◆ **AIM**:
Starting at the line that contains "Question. For every instance of the low-rise", retype each line to the end of the listing below. Include both ends, but not the pictures.

(Dataset items)
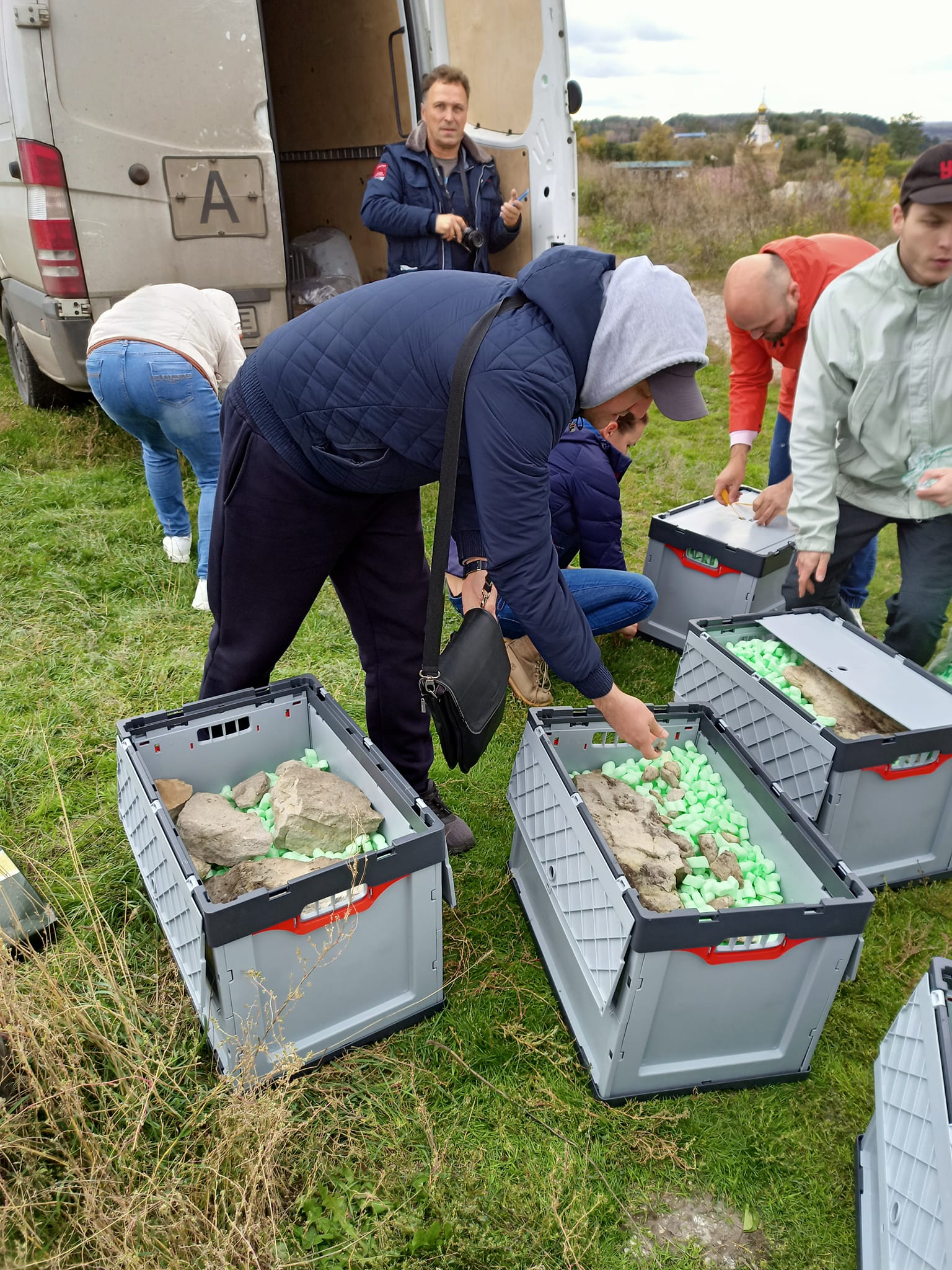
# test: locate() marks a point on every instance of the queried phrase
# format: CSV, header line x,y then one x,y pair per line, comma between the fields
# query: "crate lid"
x,y
714,522
866,667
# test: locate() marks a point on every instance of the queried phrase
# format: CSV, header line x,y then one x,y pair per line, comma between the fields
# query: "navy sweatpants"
x,y
276,540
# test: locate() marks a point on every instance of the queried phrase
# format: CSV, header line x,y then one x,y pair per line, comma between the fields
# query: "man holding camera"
x,y
437,196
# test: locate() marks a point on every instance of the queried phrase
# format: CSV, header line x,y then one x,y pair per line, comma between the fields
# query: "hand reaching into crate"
x,y
632,721
811,566
936,486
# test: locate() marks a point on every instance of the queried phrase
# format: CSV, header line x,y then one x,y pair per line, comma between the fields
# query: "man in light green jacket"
x,y
871,441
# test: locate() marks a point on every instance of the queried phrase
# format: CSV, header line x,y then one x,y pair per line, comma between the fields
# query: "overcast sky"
x,y
633,58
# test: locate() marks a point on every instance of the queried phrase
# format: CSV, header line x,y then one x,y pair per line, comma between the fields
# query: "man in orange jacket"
x,y
770,299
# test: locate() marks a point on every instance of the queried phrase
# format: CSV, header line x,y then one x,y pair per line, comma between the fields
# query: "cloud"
x,y
607,35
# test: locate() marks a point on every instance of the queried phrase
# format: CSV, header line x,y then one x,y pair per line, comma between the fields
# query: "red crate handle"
x,y
298,928
888,773
714,958
701,568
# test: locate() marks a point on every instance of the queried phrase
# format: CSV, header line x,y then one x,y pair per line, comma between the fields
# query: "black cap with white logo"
x,y
930,179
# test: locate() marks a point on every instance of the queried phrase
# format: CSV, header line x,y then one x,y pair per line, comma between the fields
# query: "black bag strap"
x,y
447,478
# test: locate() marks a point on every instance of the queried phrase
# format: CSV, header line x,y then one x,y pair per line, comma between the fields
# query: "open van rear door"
x,y
516,56
161,112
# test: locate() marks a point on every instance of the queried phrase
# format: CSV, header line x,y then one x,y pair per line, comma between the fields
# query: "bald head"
x,y
760,296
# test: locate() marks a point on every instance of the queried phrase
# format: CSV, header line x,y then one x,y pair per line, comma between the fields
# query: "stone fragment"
x,y
253,874
707,846
248,793
202,868
174,794
726,865
855,717
660,901
214,831
682,842
315,809
632,830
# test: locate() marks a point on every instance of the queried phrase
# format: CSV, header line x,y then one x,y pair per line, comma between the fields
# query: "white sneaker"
x,y
178,550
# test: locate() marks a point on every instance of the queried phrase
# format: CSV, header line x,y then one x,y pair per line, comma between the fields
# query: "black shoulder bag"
x,y
465,685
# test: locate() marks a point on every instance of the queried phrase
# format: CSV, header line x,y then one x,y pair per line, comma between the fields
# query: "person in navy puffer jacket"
x,y
337,420
425,192
584,473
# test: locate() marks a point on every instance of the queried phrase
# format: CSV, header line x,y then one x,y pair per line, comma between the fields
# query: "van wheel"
x,y
35,388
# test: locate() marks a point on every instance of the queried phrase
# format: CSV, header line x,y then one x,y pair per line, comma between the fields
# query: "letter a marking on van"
x,y
223,205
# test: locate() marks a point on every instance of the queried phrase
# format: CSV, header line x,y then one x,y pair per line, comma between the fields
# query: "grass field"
x,y
470,1141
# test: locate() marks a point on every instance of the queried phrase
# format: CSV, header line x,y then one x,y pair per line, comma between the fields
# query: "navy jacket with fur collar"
x,y
355,393
404,197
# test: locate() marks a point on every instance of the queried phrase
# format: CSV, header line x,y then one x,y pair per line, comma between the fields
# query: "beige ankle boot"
x,y
528,673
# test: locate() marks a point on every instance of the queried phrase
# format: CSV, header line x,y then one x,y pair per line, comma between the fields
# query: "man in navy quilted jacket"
x,y
427,191
338,419
584,502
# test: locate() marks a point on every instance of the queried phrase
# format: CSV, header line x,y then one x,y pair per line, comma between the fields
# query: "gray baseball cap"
x,y
676,393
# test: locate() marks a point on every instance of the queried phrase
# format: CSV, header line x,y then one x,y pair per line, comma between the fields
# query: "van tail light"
x,y
55,243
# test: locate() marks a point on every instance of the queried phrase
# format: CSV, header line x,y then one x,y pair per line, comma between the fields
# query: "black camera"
x,y
472,239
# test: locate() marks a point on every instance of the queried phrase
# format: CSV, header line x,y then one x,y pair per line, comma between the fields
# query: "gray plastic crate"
x,y
904,1160
339,957
706,562
885,803
663,1002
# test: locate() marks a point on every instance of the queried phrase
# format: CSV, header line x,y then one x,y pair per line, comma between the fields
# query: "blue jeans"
x,y
855,587
610,598
168,406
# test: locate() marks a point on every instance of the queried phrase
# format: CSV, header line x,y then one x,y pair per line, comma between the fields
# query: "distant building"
x,y
654,164
760,134
759,146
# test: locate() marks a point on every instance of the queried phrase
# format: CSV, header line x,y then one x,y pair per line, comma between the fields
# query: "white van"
x,y
183,141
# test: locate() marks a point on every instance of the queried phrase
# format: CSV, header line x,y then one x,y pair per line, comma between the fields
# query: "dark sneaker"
x,y
459,833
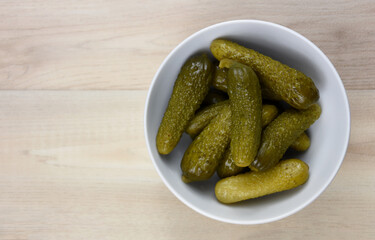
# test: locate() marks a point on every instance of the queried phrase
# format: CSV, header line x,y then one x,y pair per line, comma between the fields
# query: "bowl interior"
x,y
329,135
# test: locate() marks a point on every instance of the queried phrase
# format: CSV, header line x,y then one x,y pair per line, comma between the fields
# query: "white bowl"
x,y
329,135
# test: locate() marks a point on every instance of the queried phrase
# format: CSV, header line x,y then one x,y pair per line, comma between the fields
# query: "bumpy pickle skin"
x,y
281,133
203,118
286,175
280,81
246,105
227,167
189,90
214,96
269,113
202,157
220,79
302,143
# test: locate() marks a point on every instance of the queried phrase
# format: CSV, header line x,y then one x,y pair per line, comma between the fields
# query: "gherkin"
x,y
286,175
281,133
214,96
227,167
246,105
220,79
203,118
302,143
279,81
204,153
189,90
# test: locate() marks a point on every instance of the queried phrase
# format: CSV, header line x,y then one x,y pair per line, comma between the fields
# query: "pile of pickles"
x,y
230,110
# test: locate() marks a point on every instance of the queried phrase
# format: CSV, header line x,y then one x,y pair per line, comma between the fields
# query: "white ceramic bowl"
x,y
329,135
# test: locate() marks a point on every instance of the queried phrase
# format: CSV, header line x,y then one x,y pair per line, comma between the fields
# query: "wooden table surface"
x,y
74,76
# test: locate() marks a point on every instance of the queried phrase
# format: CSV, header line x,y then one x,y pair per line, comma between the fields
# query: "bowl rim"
x,y
322,188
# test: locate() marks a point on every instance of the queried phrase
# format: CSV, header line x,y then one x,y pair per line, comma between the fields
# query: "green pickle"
x,y
227,167
269,113
302,143
286,175
220,79
279,81
190,88
202,157
281,133
215,96
246,105
203,118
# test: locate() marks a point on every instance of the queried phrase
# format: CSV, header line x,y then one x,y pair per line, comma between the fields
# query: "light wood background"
x,y
74,77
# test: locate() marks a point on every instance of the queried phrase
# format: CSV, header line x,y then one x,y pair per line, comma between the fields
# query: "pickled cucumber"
x,y
269,112
286,175
220,79
189,90
203,118
280,81
302,143
281,133
246,105
214,96
204,153
227,167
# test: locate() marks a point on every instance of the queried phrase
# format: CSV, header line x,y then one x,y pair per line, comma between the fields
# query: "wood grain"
x,y
56,45
73,82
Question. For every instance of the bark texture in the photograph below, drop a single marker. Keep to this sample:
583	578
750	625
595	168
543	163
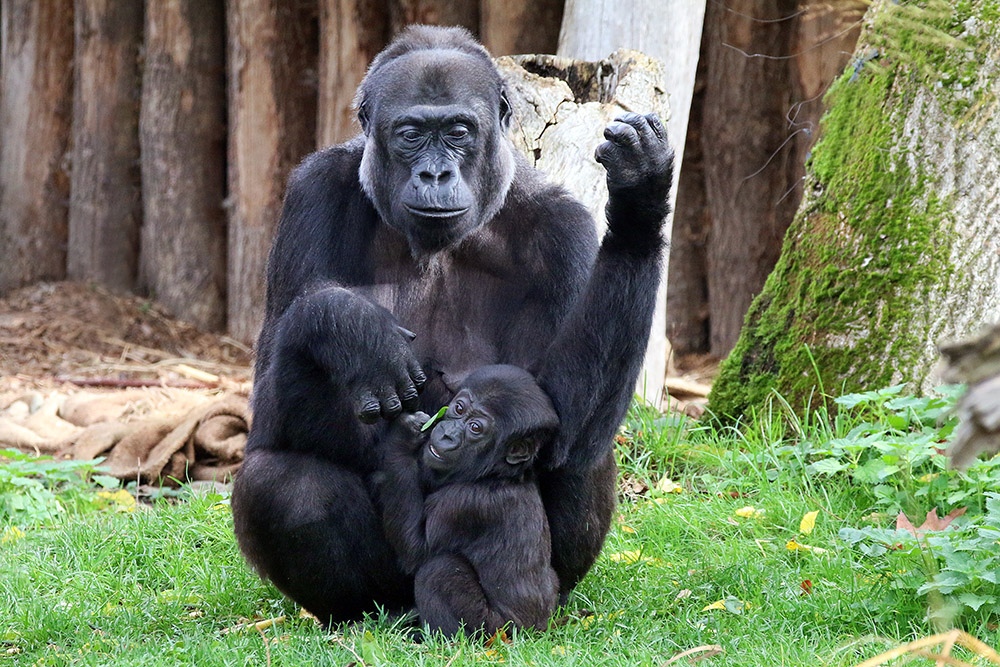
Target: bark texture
105	210
687	288
561	108
896	245
669	31
351	33
764	68
182	135
36	63
272	125
752	164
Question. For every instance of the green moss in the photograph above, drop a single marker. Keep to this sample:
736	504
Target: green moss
869	242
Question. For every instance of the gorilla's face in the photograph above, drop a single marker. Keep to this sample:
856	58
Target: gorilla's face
436	164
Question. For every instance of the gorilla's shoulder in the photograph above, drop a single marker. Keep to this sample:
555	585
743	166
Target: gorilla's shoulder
551	210
334	166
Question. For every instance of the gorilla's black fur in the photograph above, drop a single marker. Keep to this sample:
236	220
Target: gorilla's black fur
461	507
431	221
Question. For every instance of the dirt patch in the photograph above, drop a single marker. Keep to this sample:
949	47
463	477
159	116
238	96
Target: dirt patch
55	332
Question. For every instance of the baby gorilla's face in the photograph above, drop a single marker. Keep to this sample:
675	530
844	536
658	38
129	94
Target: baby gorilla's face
464	438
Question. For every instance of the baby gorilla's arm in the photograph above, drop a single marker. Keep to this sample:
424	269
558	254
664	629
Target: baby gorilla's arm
401	497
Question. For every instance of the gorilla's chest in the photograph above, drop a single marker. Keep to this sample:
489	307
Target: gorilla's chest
456	306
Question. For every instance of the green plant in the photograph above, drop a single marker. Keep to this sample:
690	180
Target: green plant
957	567
37	489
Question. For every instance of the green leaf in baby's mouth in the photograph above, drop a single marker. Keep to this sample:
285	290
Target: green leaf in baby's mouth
433	420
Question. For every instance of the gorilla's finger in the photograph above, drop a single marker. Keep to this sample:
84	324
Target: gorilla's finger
409	395
368	408
391	405
656	125
417	375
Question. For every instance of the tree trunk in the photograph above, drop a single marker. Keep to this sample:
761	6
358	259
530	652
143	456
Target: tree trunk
351	33
508	27
463	13
669	30
752	163
767	66
36	64
272	125
561	108
105	211
687	290
182	136
895	245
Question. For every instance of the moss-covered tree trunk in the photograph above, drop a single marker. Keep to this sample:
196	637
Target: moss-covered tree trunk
896	244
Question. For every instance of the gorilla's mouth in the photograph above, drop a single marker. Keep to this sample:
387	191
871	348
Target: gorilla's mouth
436	213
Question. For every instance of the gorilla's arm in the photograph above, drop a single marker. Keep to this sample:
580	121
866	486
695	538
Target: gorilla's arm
325	350
591	367
399	489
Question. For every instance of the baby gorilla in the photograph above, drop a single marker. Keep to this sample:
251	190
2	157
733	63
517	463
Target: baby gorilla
462	510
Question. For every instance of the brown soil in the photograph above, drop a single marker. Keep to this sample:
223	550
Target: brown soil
55	332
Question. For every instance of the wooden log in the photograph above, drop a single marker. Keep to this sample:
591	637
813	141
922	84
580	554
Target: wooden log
561	107
105	211
182	138
272	125
36	62
670	31
351	33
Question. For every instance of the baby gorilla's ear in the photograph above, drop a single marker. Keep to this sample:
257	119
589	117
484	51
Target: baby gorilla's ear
521	449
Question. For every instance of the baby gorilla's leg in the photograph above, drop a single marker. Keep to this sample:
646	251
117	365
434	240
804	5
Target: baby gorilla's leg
449	598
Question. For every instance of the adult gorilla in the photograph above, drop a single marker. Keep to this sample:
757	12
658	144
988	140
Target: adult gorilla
431	221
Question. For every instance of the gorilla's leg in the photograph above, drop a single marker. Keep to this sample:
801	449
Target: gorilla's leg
311	528
579	505
448	594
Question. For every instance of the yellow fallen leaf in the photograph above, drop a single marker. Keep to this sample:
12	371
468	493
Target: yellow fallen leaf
633	557
808	522
667	485
749	512
120	500
11	534
792	545
492	654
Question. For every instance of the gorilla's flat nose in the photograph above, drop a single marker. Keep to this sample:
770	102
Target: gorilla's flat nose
432	176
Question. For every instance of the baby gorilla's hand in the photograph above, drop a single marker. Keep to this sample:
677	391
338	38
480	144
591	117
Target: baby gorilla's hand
404	432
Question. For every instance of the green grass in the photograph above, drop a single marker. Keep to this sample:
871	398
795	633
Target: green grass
159	586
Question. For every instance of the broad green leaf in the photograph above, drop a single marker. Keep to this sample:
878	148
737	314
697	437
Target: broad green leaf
437	416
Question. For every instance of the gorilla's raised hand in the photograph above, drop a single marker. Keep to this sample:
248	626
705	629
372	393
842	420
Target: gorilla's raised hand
640	165
353	328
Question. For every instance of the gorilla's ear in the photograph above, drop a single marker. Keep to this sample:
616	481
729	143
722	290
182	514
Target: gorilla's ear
363	117
521	450
505	110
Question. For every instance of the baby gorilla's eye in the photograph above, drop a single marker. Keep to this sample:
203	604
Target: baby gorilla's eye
410	136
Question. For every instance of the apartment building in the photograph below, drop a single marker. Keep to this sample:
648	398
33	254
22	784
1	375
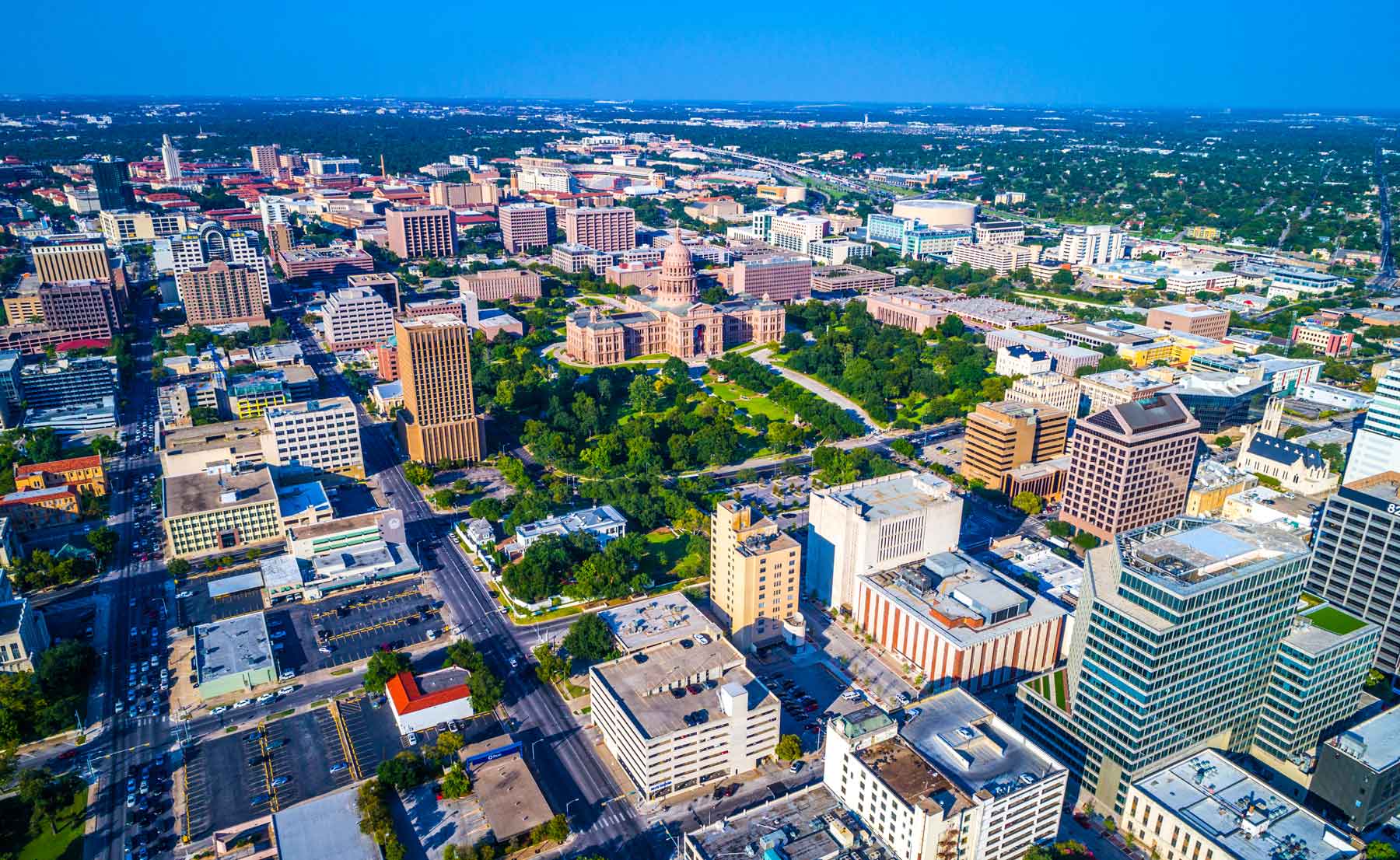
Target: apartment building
206	513
422	232
439	419
755	578
1182	811
1000	258
122	227
601	227
83	474
959	622
1048	390
1132	465
877	524
527	225
315	436
220	293
1190	318
500	285
782	279
356	318
955	781
1008	435
677	718
62	260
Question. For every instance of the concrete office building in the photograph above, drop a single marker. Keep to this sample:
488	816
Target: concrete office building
1192	617
755	578
601	227
423	232
1192	318
877	524
62	260
1357	557
439	419
356	318
1091	246
220	293
959	622
782	279
220	512
1377	446
527	225
1206	806
952	781
502	285
668	739
1132	465
318	436
1048	390
1358	771
1003	260
1008	435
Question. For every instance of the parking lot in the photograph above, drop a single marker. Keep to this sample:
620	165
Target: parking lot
259	771
808	692
349	628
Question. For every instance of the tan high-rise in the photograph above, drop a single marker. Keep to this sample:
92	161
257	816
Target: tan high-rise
439	419
1132	465
755	575
1008	435
72	260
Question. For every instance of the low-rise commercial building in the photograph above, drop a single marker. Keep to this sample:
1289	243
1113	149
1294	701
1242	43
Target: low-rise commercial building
955	781
220	512
678	718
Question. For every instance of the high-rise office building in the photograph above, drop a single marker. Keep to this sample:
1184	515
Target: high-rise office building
755	576
423	232
1132	465
220	293
110	178
1356	561
61	260
1008	435
1377	446
601	227
877	524
265	159
527	225
439	419
356	318
1188	635
170	156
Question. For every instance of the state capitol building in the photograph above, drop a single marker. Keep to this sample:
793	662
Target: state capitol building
670	318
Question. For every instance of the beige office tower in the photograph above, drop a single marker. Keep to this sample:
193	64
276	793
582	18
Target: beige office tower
439	419
755	572
1132	465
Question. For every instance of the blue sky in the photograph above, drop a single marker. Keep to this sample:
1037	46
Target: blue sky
1249	54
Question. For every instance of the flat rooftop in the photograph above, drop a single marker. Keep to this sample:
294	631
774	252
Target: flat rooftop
324	827
975	748
1227	806
510	796
644	683
233	646
891	496
1185	552
812	823
656	621
203	492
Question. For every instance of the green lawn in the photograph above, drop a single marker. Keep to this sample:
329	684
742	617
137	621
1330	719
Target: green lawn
66	845
1335	621
749	401
664	552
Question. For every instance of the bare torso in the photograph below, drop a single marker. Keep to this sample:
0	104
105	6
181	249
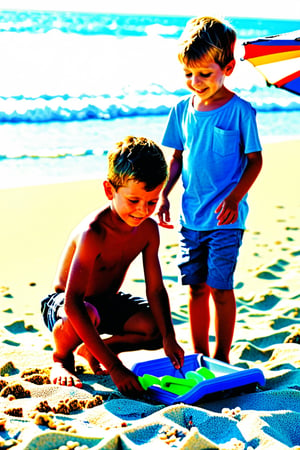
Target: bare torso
109	245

◆ **COMPLETE OUTPUT**:
Question. For every instance of the low-rise commercial building in the photograph above, drop a single marker. Keep to this sample:
1289	243
1113	149
1294	701
1242	43
Target: low-rise commercial building
955	781
220	512
678	718
Question. For every instance of the high-rise office building in the photograph above, drop a single marker. Keep to this sample:
1184	515
Target: high-rise office building
755	576
423	232
1132	465
220	293
110	178
1356	561
61	260
1008	435
1377	446
601	227
877	524
265	159
527	225
439	419
356	318
1188	635
170	156
Question. For every instance of the state capitol building in the photograph above, drop a single marker. Keep to this sample:
793	662
Target: state capitol building
670	318
Question. For every instance of the beige office tower in the photograph above, drop a single marker. Keep to this sample:
193	64
276	793
582	18
Target: beige office tower
439	419
755	572
1132	465
Question. For every instance of the blue sky in the photograph above, drop a single marker. Keep to this sample:
1037	46
Target: blue sky
1249	54
Question. For every instance of the flat rooftop in the photograph above, drop a single marker. Keep to this sample:
294	631
774	252
Target: flat rooftop
324	827
975	748
1227	806
510	796
644	683
233	646
891	496
1185	552
812	823
656	621
203	492
Question. For every instance of the green lawn in the photograph above, drop a single marker. Keep to this sample:
329	684
742	617
137	621
1330	719
Target: green lawn
66	845
1335	621
749	401
664	552
Question. For every instance of the bare torso in the photograph below, drop a single marker. Keep to this sample:
0	104
105	6
181	249
Target: bare torso
109	245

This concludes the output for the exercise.